WORK ORDER: Pick up the text on José Sánchez del Río's beatification and legacy after its last sentence and continue writing it.

SELECTED PASSAGE:
···

The beatification process opened in Zamora on May 1, 1996 in a diocesan process that continued until October 25, 1996. A week prior to the conclusion of that phase the Congregation for the Causes of Saints declared nihil obstat ("nothing against") to the cause on October 21, 1996; this granted him the title Servant of God. The process was later ratified on November 29, 2002, and allowed for officials to draft and submit in 2003 the positio on his martyrdom.

Pope John Paul II approved the findings on June 22, 2004, thus allowing Del Rio's beatification. He was beatified by Pope Benedict XVI on November 20, 2005, in Mexico; the Cardinal-Prefect of the Congregation for the Causes of Saints presided on behalf of the pontiff.

The miracle needed for his canonization attributed to José Luis Sánchez del Río the inexplicable recovery of a baby in Mexico who doctors said had that it had no hope of survival, 2008–2009. Pope Francis approved the miracle as being directly attributed to del Rio's intercession on January 21, 2016, and confirmed at an ordinary consistory of cardinals on March 15, 2016. Del Rio was canonised on October 16, 2016.

==Legacy==
The "Blessed José Sánchez del Río High School Seminary" was established in 2008 in Mankato, Minnesota by Father Carlos Miguel Buela of the Institute of the Incarnate Word (IVE) (Instituto del Verbo Encarnado), a Roman Catholic religious institute. The junior (middle) high school and high school is a preparatory seminary quartered on the 1854 parish grounds of the Saints Peter and Paul Catholic Church in Mankato, Minnesota. The school's teen and young adult students are known collectively as "The Minor Seminarians".

···

EXTRACTED INFORMATION:
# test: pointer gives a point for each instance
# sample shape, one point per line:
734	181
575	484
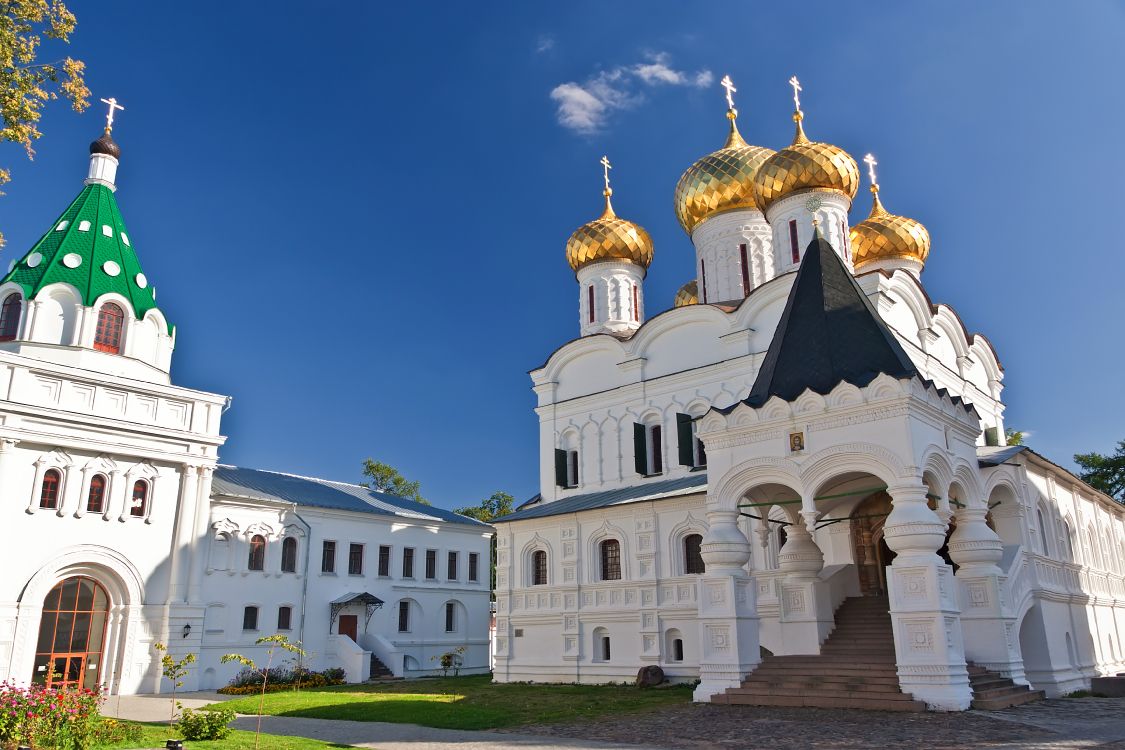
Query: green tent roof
83	247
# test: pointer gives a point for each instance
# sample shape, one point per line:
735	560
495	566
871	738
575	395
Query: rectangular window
354	559
408	562
384	560
404	616
746	270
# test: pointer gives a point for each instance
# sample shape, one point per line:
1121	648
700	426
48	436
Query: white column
728	617
924	611
990	635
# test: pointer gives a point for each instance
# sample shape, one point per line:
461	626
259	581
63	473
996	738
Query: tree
497	505
27	84
385	478
1105	472
277	641
173	671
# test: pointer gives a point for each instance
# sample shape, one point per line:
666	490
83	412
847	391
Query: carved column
806	606
924	610
991	640
728	616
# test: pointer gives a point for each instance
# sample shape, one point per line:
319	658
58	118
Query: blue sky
356	211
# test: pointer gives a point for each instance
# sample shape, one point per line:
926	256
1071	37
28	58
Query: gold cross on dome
729	86
870	161
109	116
797	92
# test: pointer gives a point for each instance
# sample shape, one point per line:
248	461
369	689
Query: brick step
807	701
1007	702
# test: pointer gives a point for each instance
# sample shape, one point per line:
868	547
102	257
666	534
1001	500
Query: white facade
120	530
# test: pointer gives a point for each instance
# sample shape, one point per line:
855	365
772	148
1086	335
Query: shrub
206	724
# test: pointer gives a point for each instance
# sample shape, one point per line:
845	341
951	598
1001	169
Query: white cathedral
793	486
120	529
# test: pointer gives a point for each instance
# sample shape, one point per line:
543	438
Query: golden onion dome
687	295
888	236
721	181
609	238
806	165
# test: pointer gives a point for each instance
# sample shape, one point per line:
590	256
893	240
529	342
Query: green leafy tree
385	478
276	642
26	83
496	506
173	671
1105	472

···

RESULT BELOW:
The newly named "St. José Sánchez del Río Catholic School" is located in San Antonio, Texas. Under the auspice of the Archdiocese of San Antonio, Archbishop Gustavo Garcia-Siller renamed the school prior to the start of the 2019–2020 school year. The school's mascot are the "Defenders of the Faith" in line with the charism of San Joselito and uses the rosary, Virgen de Guadalupe, and a palm as symbols of his devotion and faith.
In 2021 the school closed and soon the campus was dedicated as the new St. Jose Sanchez Del Rio Catholic Church parish. The gymnasium has been repurposed as the church where Mass is celebrated every day. The new parish is growing fast with religious education and many ministries available to the approximately 450 families registered as parishioners as of early 2023.

==In popular culture==
José Luis Sánchez del Río is one of the characters portrayed in the film For Greater Glory (2012) which depicts the story of the Cristero War and also depicts his martyrdom.